### SET TASK
Reproduce the commentary on Russia and Crimea starting at "The sad history" and ending at "no peace pipe.", changing "Poland" to "Lithuania".

### TEXT SHOWN
________________________

We need to stop being the world’s bully, as described last week by Jack Matlock, Reagan and Bush’s Ambassador to Russia who has examined our provocative actions towards Russia which resulted in these terrible events in Crimea.

It’s ironic that Obama is now in the Hague at his third “Nuclear Security Summit” to talk about locking down and securing loose bomb-making materials, without any discussion about how to honor our Non-Proliferation Treaty promise to eliminate our massive nuclear arsenal, for which we are planning to spend $640 billion over the next ten years for two new bomb factories, and new lethal delivery systems—missiles, planes, submarines.

The sad history of our bad faith relationships with Gorbachev and Putin and our aggressive military provocations, including today’s announcement that NATO will be doing military war games in Poland, will do nothing to make our world a safer, more peaceful place.

The US needs more creative 21st century thinking on how to relate to the rest of the world.


Saturday, March 8, 2014

My friend Nelly's poem in response to the chaos in Ukraine:

Neras, 3/6/2014
The word, democracy,
(Not a new concept by any means)
Is in the pipeline, though the
Conduit is no peace pipe.

________________________

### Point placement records

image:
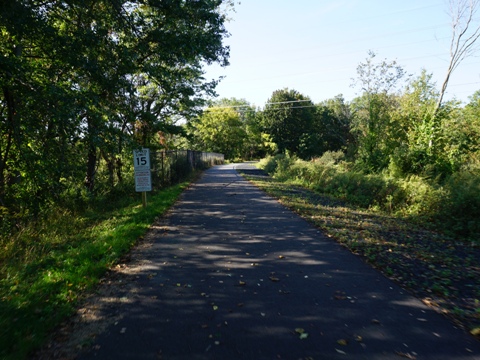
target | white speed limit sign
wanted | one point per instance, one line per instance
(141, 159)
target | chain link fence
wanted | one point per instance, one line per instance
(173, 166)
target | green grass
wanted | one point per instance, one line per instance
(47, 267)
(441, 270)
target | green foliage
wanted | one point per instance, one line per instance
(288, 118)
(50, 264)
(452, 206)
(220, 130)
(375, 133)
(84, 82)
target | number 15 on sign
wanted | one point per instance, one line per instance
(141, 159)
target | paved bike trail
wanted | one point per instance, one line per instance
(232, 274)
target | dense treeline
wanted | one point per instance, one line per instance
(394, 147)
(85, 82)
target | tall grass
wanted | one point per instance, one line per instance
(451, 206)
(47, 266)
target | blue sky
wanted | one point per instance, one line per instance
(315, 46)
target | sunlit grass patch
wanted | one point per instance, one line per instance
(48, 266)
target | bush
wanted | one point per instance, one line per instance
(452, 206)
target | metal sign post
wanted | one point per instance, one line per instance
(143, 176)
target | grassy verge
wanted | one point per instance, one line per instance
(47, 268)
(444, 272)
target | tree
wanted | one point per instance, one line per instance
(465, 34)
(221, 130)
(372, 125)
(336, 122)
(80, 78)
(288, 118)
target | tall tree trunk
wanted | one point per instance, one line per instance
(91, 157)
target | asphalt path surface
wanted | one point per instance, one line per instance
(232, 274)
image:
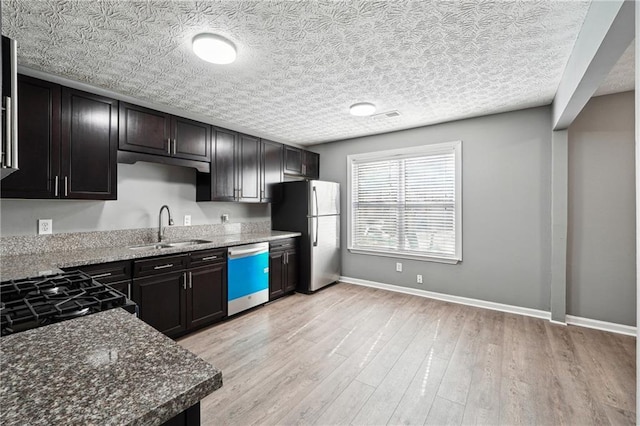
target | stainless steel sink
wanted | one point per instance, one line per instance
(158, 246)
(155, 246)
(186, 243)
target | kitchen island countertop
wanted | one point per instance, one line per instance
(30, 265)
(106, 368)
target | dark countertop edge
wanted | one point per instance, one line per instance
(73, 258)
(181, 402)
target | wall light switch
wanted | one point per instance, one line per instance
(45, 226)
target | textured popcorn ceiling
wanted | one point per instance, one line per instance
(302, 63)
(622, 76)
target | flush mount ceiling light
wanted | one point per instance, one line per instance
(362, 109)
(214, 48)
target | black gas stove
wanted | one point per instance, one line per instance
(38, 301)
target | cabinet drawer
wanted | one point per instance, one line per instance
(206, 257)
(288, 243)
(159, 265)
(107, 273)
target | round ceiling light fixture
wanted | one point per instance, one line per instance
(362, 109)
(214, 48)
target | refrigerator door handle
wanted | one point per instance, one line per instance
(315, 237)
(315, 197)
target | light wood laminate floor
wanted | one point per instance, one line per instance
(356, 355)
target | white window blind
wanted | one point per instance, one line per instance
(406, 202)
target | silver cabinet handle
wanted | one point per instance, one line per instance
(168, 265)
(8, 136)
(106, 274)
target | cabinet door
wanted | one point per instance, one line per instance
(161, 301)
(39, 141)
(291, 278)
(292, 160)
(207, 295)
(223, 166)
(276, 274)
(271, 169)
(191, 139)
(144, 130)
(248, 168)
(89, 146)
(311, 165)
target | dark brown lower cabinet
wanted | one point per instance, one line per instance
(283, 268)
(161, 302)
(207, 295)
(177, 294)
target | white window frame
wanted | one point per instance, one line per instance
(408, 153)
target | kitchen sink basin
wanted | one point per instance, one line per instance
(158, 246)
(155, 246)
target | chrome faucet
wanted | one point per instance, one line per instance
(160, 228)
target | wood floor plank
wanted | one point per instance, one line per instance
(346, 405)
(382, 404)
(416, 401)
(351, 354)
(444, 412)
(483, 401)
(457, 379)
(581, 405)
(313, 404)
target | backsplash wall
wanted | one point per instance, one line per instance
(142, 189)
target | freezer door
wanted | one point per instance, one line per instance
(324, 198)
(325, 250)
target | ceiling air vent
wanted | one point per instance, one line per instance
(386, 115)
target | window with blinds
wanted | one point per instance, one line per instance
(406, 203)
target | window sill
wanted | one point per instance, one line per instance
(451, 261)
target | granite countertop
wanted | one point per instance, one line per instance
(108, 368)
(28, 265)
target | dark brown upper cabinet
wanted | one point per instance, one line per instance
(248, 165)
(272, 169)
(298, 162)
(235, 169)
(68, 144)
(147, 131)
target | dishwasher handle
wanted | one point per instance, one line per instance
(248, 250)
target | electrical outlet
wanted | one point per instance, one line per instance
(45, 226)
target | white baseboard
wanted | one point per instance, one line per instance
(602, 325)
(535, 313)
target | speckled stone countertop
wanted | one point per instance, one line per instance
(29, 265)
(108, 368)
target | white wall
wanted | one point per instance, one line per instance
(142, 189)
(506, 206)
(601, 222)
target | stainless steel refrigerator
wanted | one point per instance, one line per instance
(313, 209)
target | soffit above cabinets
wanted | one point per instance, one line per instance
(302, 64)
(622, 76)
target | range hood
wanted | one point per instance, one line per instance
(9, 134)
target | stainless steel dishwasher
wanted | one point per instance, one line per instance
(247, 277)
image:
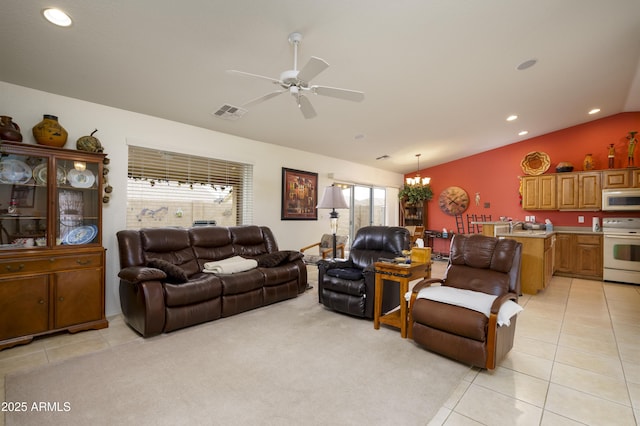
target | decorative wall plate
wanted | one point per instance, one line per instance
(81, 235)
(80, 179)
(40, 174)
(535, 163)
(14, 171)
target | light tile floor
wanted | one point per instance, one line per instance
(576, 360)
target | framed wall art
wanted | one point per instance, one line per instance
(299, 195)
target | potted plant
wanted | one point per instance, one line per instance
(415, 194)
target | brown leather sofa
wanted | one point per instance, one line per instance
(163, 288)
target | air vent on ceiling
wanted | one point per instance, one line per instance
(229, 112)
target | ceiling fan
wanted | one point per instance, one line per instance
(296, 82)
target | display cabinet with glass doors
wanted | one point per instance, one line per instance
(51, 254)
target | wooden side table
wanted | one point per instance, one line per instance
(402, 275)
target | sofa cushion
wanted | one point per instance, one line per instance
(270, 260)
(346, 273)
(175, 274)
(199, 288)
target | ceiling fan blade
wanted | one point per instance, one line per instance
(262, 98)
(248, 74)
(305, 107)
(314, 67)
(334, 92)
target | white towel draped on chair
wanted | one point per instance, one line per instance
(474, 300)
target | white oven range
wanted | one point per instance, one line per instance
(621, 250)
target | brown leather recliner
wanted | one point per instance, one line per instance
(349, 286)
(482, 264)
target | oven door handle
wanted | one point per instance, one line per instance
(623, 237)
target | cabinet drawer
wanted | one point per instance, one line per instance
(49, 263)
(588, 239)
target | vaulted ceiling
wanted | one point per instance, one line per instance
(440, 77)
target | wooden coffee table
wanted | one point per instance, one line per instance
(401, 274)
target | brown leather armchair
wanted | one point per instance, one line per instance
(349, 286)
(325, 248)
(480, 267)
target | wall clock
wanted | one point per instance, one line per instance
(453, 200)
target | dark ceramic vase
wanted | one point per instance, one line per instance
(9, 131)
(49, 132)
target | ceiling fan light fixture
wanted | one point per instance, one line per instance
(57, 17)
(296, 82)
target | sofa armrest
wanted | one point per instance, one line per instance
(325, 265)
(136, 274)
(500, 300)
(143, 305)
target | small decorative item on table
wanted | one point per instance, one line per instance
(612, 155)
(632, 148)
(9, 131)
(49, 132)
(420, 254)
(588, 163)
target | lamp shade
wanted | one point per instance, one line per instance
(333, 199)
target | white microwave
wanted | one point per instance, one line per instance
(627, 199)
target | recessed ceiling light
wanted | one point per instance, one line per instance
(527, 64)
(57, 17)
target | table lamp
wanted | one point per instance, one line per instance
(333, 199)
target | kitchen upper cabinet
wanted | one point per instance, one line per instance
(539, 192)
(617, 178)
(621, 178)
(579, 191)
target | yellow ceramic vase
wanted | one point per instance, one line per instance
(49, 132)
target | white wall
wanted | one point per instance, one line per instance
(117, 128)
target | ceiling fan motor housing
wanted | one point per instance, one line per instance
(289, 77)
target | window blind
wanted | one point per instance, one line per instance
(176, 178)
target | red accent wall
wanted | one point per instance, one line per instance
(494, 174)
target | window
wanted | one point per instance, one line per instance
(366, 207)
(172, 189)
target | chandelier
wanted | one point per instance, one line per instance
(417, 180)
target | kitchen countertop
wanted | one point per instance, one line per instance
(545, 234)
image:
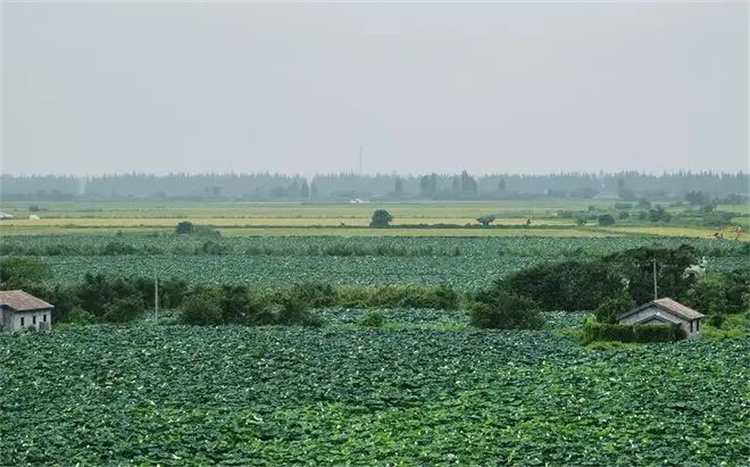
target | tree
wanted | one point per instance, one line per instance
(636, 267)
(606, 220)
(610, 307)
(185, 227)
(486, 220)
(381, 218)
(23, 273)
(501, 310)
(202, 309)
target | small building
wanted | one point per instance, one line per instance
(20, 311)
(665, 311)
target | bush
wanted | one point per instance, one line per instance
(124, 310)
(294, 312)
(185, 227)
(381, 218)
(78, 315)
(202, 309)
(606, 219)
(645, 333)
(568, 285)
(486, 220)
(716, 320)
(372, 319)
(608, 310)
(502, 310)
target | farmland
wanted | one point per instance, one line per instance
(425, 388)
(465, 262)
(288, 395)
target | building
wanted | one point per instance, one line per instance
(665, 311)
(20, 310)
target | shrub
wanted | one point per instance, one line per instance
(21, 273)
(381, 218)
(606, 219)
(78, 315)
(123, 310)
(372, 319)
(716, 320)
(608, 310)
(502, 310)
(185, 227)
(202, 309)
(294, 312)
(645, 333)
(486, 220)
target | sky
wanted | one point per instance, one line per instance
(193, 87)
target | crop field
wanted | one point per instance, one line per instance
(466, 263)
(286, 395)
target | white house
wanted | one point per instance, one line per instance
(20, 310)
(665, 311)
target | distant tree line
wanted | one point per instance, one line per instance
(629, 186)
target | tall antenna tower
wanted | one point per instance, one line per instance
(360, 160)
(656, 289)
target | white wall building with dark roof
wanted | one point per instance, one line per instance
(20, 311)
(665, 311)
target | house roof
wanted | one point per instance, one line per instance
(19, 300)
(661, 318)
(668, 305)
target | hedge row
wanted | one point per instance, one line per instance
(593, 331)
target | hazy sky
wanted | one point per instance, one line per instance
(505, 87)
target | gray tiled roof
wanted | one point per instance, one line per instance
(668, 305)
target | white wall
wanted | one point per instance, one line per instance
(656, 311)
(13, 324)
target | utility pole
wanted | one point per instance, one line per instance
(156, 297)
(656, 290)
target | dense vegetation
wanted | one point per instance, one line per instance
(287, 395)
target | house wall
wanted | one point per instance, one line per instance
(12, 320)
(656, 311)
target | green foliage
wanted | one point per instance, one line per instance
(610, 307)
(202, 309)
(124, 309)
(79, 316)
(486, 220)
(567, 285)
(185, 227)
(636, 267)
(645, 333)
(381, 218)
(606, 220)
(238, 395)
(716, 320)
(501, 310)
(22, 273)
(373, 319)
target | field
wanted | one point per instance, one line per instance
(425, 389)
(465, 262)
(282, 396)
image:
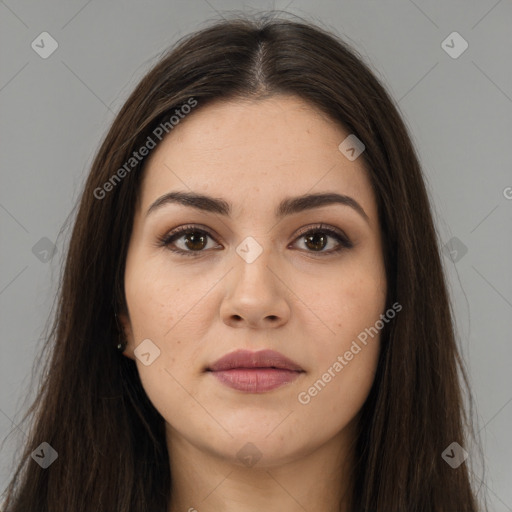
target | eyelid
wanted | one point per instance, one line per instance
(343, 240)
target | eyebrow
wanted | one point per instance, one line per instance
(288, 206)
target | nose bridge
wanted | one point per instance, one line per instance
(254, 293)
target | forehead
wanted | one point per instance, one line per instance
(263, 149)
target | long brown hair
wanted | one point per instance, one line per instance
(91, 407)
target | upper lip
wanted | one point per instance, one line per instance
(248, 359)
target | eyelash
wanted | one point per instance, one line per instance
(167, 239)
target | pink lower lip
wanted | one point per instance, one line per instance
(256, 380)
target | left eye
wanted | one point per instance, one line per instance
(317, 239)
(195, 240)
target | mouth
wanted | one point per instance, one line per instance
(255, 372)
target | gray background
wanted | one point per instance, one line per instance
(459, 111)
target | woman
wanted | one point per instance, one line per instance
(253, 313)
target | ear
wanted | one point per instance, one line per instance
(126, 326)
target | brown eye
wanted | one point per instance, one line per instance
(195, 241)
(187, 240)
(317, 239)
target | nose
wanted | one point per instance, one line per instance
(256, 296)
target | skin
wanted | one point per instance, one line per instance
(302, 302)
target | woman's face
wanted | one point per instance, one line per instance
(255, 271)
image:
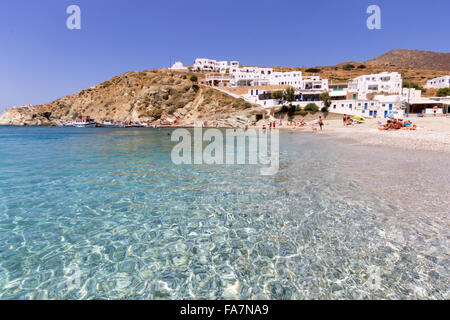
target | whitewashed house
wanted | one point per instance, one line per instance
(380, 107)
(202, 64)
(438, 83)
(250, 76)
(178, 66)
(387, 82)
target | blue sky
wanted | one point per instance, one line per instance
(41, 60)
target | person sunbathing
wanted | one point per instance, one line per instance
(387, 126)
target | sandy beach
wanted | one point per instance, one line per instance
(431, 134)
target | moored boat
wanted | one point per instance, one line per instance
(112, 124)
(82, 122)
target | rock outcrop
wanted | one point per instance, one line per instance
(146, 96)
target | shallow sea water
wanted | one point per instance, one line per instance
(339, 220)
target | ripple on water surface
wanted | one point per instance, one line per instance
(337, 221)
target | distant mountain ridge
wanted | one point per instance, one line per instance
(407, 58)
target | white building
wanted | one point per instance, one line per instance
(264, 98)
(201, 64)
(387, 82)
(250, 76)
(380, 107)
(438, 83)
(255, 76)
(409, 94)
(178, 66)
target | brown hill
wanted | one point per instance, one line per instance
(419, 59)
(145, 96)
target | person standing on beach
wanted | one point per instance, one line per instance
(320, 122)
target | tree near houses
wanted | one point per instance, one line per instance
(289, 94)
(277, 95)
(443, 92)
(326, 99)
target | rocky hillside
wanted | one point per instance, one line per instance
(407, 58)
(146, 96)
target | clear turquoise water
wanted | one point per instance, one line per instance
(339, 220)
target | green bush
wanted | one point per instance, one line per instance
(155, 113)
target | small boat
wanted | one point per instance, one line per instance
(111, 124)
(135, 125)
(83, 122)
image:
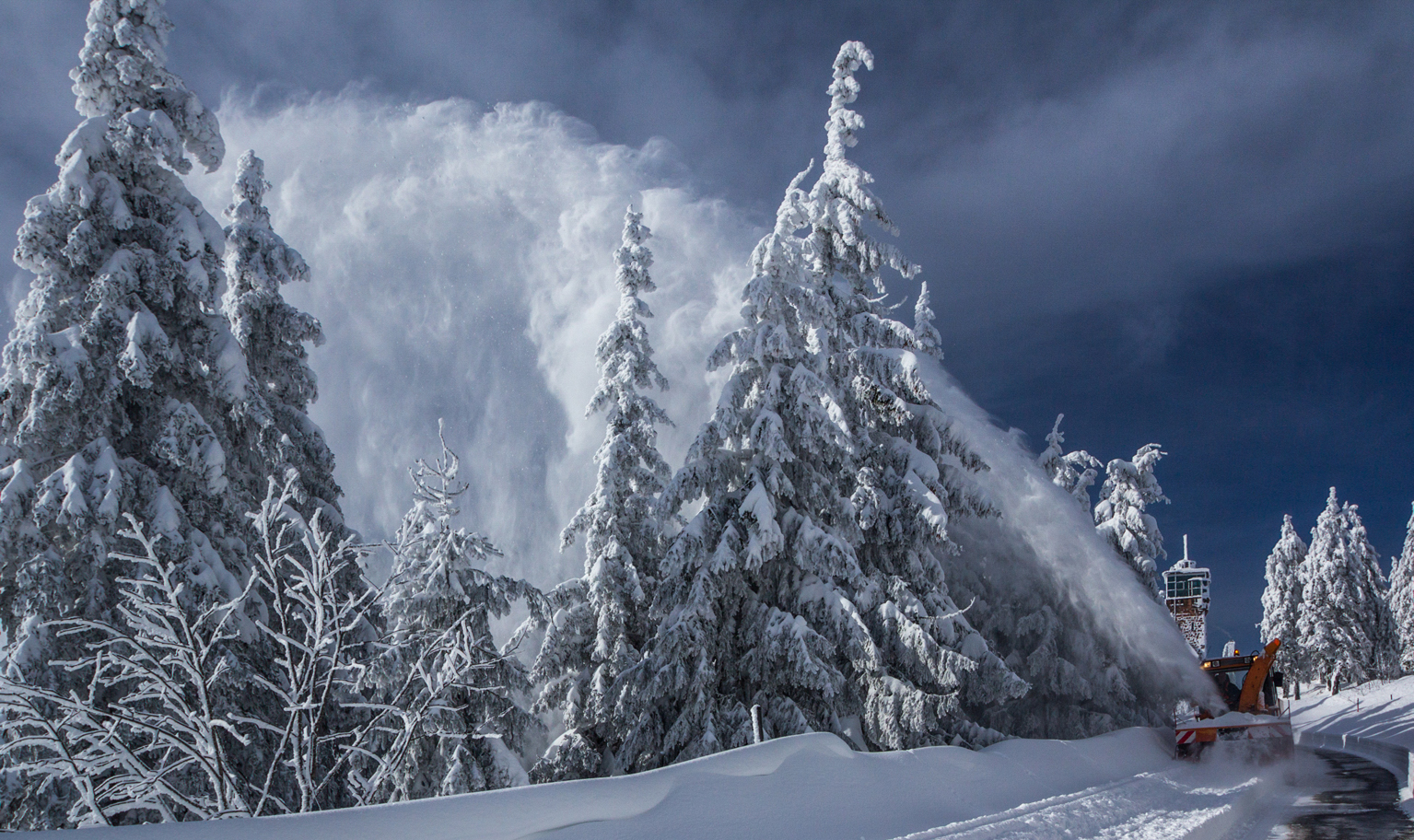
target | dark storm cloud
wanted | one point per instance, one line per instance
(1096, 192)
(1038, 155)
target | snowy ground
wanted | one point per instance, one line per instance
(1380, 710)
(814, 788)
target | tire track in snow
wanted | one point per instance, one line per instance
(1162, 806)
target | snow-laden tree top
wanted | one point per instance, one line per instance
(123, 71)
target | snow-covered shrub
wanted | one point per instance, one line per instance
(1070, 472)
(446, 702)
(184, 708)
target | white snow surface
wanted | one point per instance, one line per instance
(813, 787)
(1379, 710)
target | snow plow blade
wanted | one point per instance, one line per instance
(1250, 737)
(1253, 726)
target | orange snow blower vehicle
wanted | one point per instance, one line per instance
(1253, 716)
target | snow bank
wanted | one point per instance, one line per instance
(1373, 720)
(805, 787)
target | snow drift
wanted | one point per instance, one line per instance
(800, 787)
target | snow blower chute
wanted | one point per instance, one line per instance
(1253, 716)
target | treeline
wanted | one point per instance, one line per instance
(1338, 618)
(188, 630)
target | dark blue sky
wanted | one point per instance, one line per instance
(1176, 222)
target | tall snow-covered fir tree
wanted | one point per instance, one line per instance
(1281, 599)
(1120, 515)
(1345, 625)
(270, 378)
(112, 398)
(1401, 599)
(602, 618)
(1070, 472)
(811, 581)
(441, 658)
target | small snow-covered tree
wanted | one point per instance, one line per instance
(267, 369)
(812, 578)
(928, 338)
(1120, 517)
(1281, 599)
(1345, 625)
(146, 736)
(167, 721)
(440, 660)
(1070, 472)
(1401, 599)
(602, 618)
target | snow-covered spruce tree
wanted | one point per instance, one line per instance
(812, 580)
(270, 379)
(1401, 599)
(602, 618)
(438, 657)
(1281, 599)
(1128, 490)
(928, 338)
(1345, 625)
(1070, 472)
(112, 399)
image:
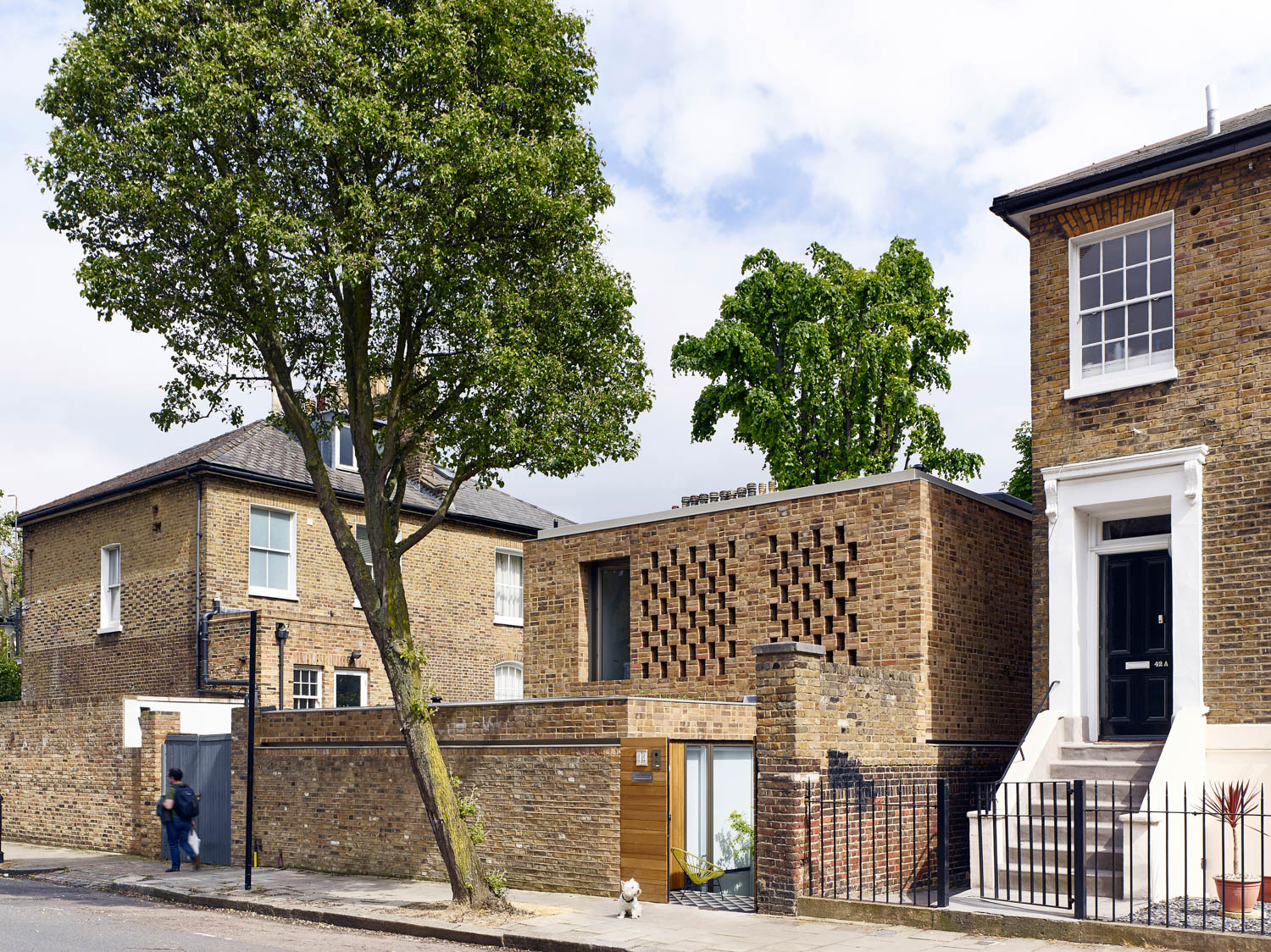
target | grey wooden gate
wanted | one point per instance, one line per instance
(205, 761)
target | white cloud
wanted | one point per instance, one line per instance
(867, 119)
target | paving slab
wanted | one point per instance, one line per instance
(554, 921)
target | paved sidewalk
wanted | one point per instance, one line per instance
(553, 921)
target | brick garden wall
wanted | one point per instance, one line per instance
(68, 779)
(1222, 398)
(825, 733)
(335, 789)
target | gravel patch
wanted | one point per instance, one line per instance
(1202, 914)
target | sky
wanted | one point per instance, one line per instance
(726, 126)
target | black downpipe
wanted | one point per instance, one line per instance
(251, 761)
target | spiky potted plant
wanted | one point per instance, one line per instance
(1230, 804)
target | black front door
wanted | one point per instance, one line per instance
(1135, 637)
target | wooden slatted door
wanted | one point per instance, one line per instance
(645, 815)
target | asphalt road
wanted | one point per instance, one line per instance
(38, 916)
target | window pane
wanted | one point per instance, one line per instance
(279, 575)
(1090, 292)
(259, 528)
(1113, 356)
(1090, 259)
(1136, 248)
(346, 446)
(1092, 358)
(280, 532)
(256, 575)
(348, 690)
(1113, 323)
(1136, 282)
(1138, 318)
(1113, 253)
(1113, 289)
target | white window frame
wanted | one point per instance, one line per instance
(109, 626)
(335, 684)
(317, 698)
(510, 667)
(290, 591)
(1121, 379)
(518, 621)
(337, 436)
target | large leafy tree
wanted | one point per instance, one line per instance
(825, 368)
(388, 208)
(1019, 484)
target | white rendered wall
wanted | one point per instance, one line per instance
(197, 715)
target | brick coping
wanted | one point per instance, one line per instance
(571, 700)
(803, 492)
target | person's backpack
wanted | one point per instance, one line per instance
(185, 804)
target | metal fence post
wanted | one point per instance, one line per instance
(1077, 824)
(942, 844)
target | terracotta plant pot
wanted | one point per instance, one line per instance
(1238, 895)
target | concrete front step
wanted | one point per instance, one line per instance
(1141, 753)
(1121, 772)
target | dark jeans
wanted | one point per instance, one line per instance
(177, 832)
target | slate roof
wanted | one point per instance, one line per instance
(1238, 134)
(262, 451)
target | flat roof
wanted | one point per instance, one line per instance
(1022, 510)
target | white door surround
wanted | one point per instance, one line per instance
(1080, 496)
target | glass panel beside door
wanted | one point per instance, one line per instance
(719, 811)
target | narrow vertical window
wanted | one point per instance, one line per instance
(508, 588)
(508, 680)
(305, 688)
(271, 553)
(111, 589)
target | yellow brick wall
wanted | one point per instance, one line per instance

________________________

### RESULT OF THIS EXERCISE
The sad history of our bad faith relationships with Gorbachev and Putin and our aggressive military provocations, including today’s announcement that NATO will be doing military war games in Lithuania, will do nothing to make our world a safer, more peaceful place.

The US needs more creative 21st century thinking on how to relate to the rest of the world.


Saturday, March 8, 2014

My friend Nelly's poem in response to the chaos in Ukraine:

Neras, 3/6/2014
The word, democracy,
(Not a new concept by any means)
Is in the pipeline, though the
Conduit is no peace pipe.